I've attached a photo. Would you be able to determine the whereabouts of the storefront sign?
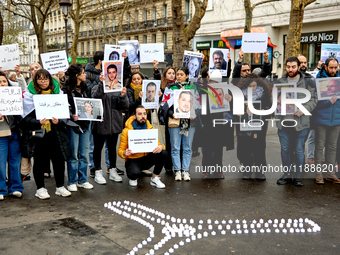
[283,31,338,44]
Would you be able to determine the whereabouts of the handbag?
[28,128,45,140]
[168,117,181,127]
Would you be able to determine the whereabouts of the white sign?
[33,94,70,120]
[0,87,24,115]
[128,129,158,153]
[142,80,161,109]
[140,43,164,63]
[73,97,103,121]
[242,33,268,53]
[0,43,20,71]
[104,44,125,61]
[40,50,68,74]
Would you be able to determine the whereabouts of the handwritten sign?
[0,87,24,115]
[40,50,68,74]
[128,129,158,153]
[33,94,70,120]
[321,43,340,62]
[0,43,20,71]
[242,33,268,53]
[140,43,164,63]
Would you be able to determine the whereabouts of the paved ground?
[0,132,340,255]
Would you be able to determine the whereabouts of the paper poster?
[209,48,229,76]
[128,129,158,153]
[102,61,124,93]
[240,101,262,131]
[242,33,268,53]
[140,43,164,63]
[183,50,203,79]
[33,94,70,120]
[74,97,103,121]
[40,50,69,74]
[321,43,340,63]
[142,80,161,109]
[274,83,297,115]
[208,84,230,113]
[0,86,24,115]
[0,43,20,71]
[315,77,340,100]
[104,44,124,61]
[118,40,140,65]
[174,89,195,119]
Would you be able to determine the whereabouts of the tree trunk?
[284,0,316,63]
[243,0,253,66]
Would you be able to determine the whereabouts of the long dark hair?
[33,69,54,94]
[65,63,86,91]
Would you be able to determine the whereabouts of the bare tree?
[1,0,59,61]
[171,0,208,67]
[284,0,316,63]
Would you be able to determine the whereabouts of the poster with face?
[183,50,203,80]
[240,101,262,131]
[118,40,140,65]
[102,61,123,93]
[209,48,229,76]
[274,84,296,115]
[315,77,340,100]
[174,89,195,119]
[142,80,161,109]
[209,84,230,113]
[74,97,103,121]
[104,44,124,61]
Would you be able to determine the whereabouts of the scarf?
[132,120,147,130]
[130,82,143,100]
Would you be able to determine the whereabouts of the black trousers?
[33,131,65,189]
[125,150,168,180]
[93,134,119,170]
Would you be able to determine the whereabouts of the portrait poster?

* _Written task_
Rewrite the listing above, putting "location" wherever "whereabouts" appears and leaving everything else unchanged. Leave the pictures out of your answer.

* _Written response_
I've attached a photo. Would you be able to determine the location of the storefront sign?
[283,31,338,44]
Would you be able to determine the location of the handbag?
[28,128,45,140]
[168,117,181,127]
Would you be able to determine the location of the white sign?
[33,94,70,120]
[0,87,24,115]
[128,129,158,153]
[142,80,161,109]
[140,43,164,63]
[73,97,103,121]
[242,33,268,53]
[0,43,20,71]
[104,44,125,61]
[40,50,68,74]
Would you be able to determine the location of the handwritten sign?
[0,87,24,115]
[40,50,68,74]
[128,129,158,153]
[33,94,70,120]
[321,43,340,62]
[0,43,20,71]
[242,33,268,53]
[140,43,164,63]
Would you be able to determine the location of the paved ground?
[0,132,340,255]
Would you be able to determine the location of the paper poster?
[209,48,229,76]
[128,129,158,153]
[102,61,124,93]
[240,101,262,131]
[242,33,268,53]
[140,43,164,63]
[183,50,203,79]
[33,94,70,120]
[74,97,103,121]
[40,50,69,74]
[321,43,340,63]
[142,80,161,109]
[274,83,297,115]
[208,84,230,113]
[0,86,24,115]
[0,43,20,71]
[315,77,340,100]
[104,44,124,61]
[118,40,140,65]
[174,89,195,119]
Would you be able to determine the location of the tree trunk?
[284,0,316,63]
[243,0,253,66]
Would you be able to determine the location of the long dark hair?
[33,69,54,94]
[65,63,86,91]
Would you be able to determine the location of the bare tree?
[1,0,59,61]
[171,0,208,67]
[284,0,316,63]
Would you be able to determine the location of the poster with face?
[183,50,203,80]
[240,101,262,131]
[118,40,140,65]
[102,61,123,93]
[209,48,229,76]
[274,84,296,115]
[315,77,340,100]
[174,89,195,119]
[142,80,161,109]
[209,84,230,113]
[74,97,103,121]
[104,44,124,61]
Would you be able to determine the location of the scarf?
[132,120,147,130]
[130,82,143,100]
Would you be able to determine the location of the black trousers?
[33,131,65,189]
[125,150,168,180]
[93,134,119,170]
Would you be able to determine the location of the portrait poster?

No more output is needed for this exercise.